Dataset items
╔══

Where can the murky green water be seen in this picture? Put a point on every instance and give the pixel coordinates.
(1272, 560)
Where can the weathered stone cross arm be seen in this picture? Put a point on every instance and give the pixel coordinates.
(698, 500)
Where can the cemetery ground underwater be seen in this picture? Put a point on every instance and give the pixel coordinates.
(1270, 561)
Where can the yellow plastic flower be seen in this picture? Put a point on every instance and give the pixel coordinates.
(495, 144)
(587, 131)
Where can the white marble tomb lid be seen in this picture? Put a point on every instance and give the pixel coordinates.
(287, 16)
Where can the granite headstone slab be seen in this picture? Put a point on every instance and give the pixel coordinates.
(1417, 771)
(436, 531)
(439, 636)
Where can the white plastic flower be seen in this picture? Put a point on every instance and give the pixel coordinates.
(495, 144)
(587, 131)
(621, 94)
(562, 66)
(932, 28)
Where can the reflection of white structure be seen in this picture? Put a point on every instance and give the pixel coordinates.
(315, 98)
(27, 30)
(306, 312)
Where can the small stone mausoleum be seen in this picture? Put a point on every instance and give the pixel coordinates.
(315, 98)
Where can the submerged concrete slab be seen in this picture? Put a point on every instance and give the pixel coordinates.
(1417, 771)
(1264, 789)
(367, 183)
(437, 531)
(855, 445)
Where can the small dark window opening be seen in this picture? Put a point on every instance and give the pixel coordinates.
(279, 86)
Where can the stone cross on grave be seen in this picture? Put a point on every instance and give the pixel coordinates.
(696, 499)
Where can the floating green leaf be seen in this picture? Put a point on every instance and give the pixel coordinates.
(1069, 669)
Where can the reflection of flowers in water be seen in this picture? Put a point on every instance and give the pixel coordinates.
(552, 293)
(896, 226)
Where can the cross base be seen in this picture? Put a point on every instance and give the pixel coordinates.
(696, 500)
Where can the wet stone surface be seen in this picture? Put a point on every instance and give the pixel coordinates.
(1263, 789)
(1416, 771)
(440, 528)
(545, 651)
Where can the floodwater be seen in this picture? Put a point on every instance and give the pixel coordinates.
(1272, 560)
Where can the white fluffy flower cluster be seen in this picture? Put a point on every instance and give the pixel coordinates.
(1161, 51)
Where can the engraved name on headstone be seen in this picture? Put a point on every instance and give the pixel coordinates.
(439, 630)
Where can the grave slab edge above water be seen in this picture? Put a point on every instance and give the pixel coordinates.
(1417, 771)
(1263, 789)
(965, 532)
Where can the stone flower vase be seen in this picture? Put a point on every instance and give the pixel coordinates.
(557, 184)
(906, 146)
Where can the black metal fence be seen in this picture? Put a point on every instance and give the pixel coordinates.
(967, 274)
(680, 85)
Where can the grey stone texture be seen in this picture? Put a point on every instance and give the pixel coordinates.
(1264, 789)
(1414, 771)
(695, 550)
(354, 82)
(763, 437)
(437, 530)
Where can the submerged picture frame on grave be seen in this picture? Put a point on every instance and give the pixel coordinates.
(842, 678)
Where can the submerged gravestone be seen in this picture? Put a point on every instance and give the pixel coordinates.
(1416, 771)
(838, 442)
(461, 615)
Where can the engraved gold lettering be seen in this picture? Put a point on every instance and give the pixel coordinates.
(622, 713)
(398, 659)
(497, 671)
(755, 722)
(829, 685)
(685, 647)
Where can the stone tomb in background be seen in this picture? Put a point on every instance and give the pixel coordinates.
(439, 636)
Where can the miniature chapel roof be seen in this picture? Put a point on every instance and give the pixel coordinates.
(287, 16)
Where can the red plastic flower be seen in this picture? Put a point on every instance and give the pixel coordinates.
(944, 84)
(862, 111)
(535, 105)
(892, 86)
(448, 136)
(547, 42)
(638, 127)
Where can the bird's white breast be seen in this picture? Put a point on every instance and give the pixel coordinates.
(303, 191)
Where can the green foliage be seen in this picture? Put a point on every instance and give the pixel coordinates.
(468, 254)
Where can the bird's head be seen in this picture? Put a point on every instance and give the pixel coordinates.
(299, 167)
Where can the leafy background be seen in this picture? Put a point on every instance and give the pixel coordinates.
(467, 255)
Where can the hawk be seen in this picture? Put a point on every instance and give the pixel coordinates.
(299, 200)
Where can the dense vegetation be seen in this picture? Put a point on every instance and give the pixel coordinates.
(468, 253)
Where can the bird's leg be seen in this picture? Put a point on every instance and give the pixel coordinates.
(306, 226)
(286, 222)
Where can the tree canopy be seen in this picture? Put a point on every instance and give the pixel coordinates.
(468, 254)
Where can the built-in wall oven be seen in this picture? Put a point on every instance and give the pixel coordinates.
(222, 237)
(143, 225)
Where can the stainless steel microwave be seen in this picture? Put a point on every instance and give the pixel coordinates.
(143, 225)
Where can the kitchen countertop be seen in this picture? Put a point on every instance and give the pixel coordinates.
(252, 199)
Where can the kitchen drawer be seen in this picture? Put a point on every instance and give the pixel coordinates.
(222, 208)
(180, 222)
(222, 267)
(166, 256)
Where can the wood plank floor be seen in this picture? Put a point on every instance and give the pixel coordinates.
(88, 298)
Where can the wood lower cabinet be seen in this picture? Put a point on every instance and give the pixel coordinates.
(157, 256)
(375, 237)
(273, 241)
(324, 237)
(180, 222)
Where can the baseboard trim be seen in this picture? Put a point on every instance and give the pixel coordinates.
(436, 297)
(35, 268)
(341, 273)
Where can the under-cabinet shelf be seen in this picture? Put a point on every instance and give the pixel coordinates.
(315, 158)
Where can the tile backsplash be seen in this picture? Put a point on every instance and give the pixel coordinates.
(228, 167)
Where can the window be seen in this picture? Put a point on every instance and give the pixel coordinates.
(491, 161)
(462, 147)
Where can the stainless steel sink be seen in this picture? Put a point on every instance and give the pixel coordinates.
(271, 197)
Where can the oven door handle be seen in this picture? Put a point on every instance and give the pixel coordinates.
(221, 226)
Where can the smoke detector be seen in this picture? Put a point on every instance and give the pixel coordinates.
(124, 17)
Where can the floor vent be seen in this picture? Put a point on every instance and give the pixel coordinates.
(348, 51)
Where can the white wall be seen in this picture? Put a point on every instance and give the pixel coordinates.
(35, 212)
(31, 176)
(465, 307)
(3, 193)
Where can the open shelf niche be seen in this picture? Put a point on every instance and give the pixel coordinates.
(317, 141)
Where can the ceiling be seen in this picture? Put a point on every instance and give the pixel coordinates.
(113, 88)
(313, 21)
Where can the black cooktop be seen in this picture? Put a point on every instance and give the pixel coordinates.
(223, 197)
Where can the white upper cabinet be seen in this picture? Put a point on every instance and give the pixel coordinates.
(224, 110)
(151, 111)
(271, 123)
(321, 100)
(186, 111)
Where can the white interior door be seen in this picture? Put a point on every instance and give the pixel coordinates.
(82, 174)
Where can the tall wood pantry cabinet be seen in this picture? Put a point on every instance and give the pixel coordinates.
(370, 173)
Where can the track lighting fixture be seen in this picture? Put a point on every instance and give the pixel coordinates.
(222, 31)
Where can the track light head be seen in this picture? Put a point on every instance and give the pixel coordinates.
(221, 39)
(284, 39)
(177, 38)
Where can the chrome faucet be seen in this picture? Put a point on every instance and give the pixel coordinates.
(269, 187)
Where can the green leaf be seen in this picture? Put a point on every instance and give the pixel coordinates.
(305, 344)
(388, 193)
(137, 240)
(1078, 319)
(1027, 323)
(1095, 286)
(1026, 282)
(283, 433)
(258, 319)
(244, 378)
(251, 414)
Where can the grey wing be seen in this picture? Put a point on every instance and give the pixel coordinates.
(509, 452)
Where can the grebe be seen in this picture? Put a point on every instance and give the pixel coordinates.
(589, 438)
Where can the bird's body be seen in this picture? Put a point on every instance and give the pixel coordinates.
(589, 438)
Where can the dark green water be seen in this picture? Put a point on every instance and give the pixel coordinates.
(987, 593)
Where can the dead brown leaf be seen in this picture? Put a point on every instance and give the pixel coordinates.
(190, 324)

╚══

#### [Your task]
Taking the line with "Where can the track lighting" as the first, copy every line through the end of the entries above exactly, with no others.

#### [Exercise response]
Where can the track lighting fixture be seen in this picture? Put a point on every instance and give the pixel coordinates.
(222, 31)
Where can the track light head be seen in this picture? Put a point on every instance and give the pixel coordinates.
(221, 39)
(284, 39)
(177, 38)
Where can the chrome faucet be seen in this picture? Put a point on every instance and give the pixel coordinates.
(269, 187)
Where can the green leaf be seen in this picture? Put a point on every instance and give the pixel coordinates.
(305, 344)
(388, 193)
(137, 240)
(1078, 319)
(1027, 323)
(1095, 286)
(1026, 282)
(283, 433)
(258, 319)
(244, 378)
(251, 414)
Where can the grey wing be seen in this picture? Put a point on every instance and give the pixel coordinates.
(509, 452)
Where can the grebe be seen in this picture? Put a point on every instance and give the pixel coordinates.
(589, 438)
Where can the bird's body be seen in this picture? Put a point on every instance and give the pixel coordinates.
(589, 438)
Where can the dark green water be seen in this picture? Put a point on every instance and give the pixel coordinates.
(987, 593)
Where can the dead brown leaf be seen in this picture? Put a point on every instance and give the pixel coordinates.
(190, 324)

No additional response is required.